▸ **ЧТО ТРЕБУЕТСЯ**: Продолжите текст об осаде Флоренции, начав сразу после его последнего предложения.

▸ **ФРАГМЕНТ ТЕКСТА**:
• • •

Слово «Осада» флорентийцы до сих пор пишут с заглавной буквы. Во Флоренции есть только одни развалины — содержащиеся в порядке руины стен, представлявшие собой в 1300–1325 годах «третий круг», или внешнюю линию обороны, вдоль которой сегодня разбиты бульвары; здесь можно увидеть остатки укреплений, построенных Микеланджело у горы Сан Миньято во время осады. Как явствует из описания Чарльза де Тольнаи [81], изначально эти укрепления напоминали какое-то ракообразное, с длинными клешнями, мандибулами и усиками, вытянувшимися вперед, чтобы не пропустить момент, когда враг подойдет к кругам городских стен. И если ранее под словом «il nemico», враг, понимали сиенцев, пизанцев, лукканцев и миланцев, то во время осады, длившейся одиннадцать месяцев, оно раз и навсегда стало значить «испанцы».

Как уже говорилось, Флоренция не относится к числу городов, способных мгновенно погрузить вас в сентиментальные размышления, однако в летнюю ночь, если посмотреть через Арно с террасы на набережной Аччайуоли или Веспуччи, в тенях по ту сторону реки можно без труда представить себе войска императора Карла V. Дело происходит в августе 1530 года; только что Франческо Ферруччи, великий военачальник Республики, был захвачен в плен и убит под Джавининой, среди роковых Пистойских холмов, во время последней ожесточенной схватки с силами противника, во много раз превосходивших по численности силы флорентийцев. «Вы убиваете мертвеца», — прошептал он, падая, уже израненный, на предательский клинок вражеского командира. В городе, за стенами, почти ничего уже не осталось. Из церквей и монастырей вынесли все ценности, чтобы собрать деньги на оборону, женщины отдали для той же цели свои кольца; зимой из домов выломали на дрова оконные переплеты и двери. Запасы капусты и прочих овощей, выращенных на крышах домов, уже уничтожены. Еды в городе осталось на три дня. В памяти тосканцев еще живо ужасное разграбление Прато, города, расположенного ниже, в той же долине, солдатами испанца Кардоны и Джованни Медичи (будущего папы Льва X), не говоря уж о разграблении Рима лютеранами «католического» императора. Стоявший во главе городского гарнизона наемник из Перуджи Малатеста Бальони вступил в тайный сговор с испанцами и внезапно повернул на город орудия, стоявшие возле его штаб-квартиры у Порта Романа. Мечта о последнем, отчаянном сопротивлении, о том, чтобы поджечь дома, убить женщин и детей и погибнуть в страшной катастрофе, чтобы «от города не осталось ничего, кроме воспоминаний о величии его души, которые стали бы бессмертным примером для всех, родившихся свободными и с желанием жить свободными», — даже эта мечта оказалась неосуществимой. Назавтра город сдался.

• • •

▸ **ИСХОДНЫЕ ДАННЫЕ**:

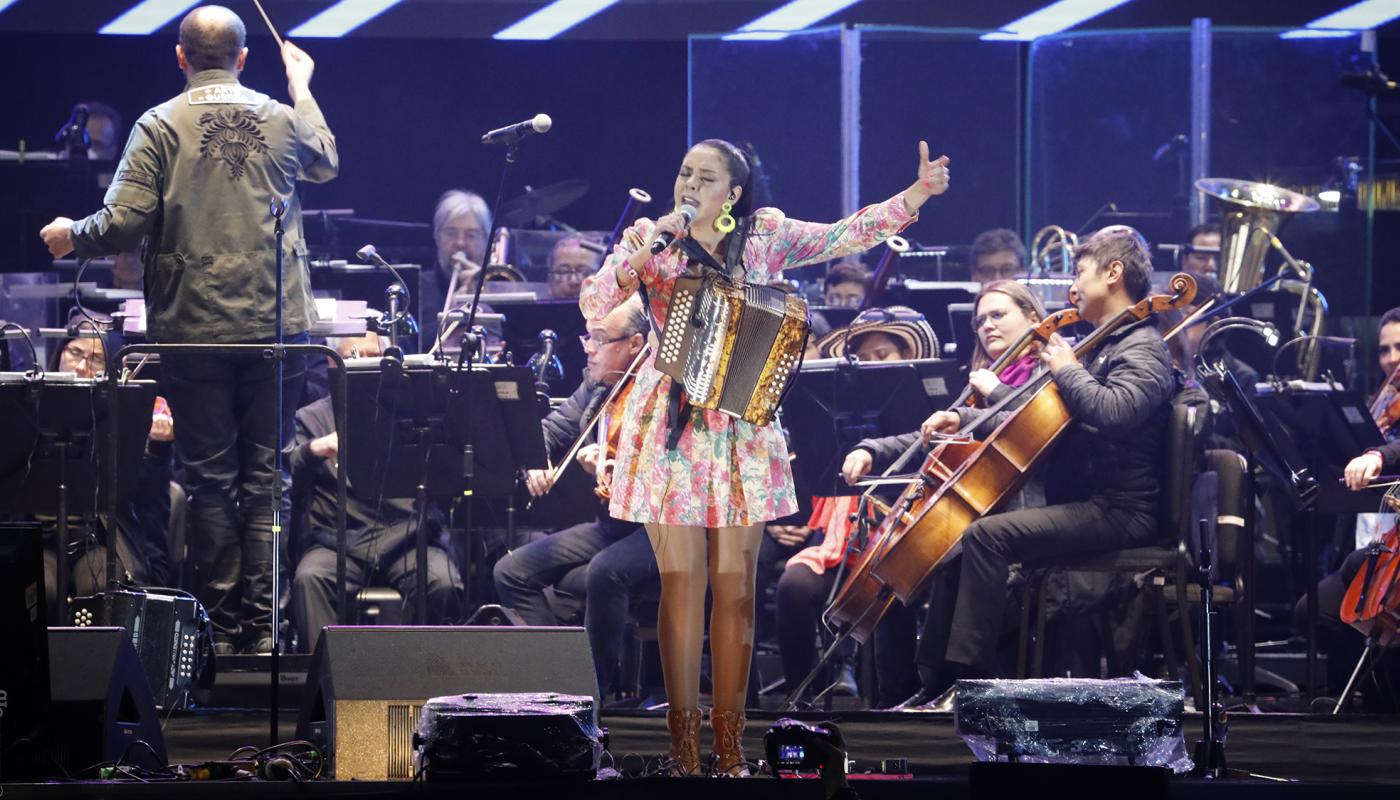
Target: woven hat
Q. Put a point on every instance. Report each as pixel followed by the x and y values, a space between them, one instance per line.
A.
pixel 899 322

• • •

▸ **ОТВЕТ**:
Это был не первый случай, когда чужеземцы угрожали республике, стоя у самых ее ворот. Еще при жизни предыдущего поколения французский король подошел к городу, но отступил, испугавшись слов Пьеро Каппони. После разграбления Прато в 1512 году пожизненно избранный гонфалоньер Пьер Содерини в ужасе бежал, и, воспользовавшись страхом, который внушали их испанские союзники, в город вошли Медичи. Задолго до этих событий, в июле 1082 года, Флоренцию, единственный итальянский город, сохранивший верность папе, осадили войска императора Священной Римской империи Генриха IV, воевавшего с его защитницей Матильдой Тосканской. Город спасся благодаря невыносимой жаре, которая вынудила императора снять осаду через десять дней. В 1312 году другой германский император, Генрих VII, встал со своими войсками лагерем неподалеку от монастыря Сан Сальви, к востоку от городских стен, но в замешательстве отступил; это место до сих пор называют Кампо де Арриги — «Лагерем Гарри». Однако на сей раз, с приходом испанцев и их мстительного союзника из рода Медичи, папы Климента, в самом деле настал Судный день. Он стал последним подвигом, долгожданной кульминацией флорентийской истории. Из пожертвованных горожанами золотых и серебряных украшений и домашней утвари, а также освященных церковных сосудов в последний раз отчеканили красивый золотой дукат и серебряные полдуката. Вместо привычного изображения Иоанна Крестителя на одной стороне золотой монеты был изображен Крест, а на другой красовалась надпись «Jesus Rex Noster et Deus Noster» («Иисус Царь Наш и Бог Наш»). Этими монетами расплачивались с солдатами.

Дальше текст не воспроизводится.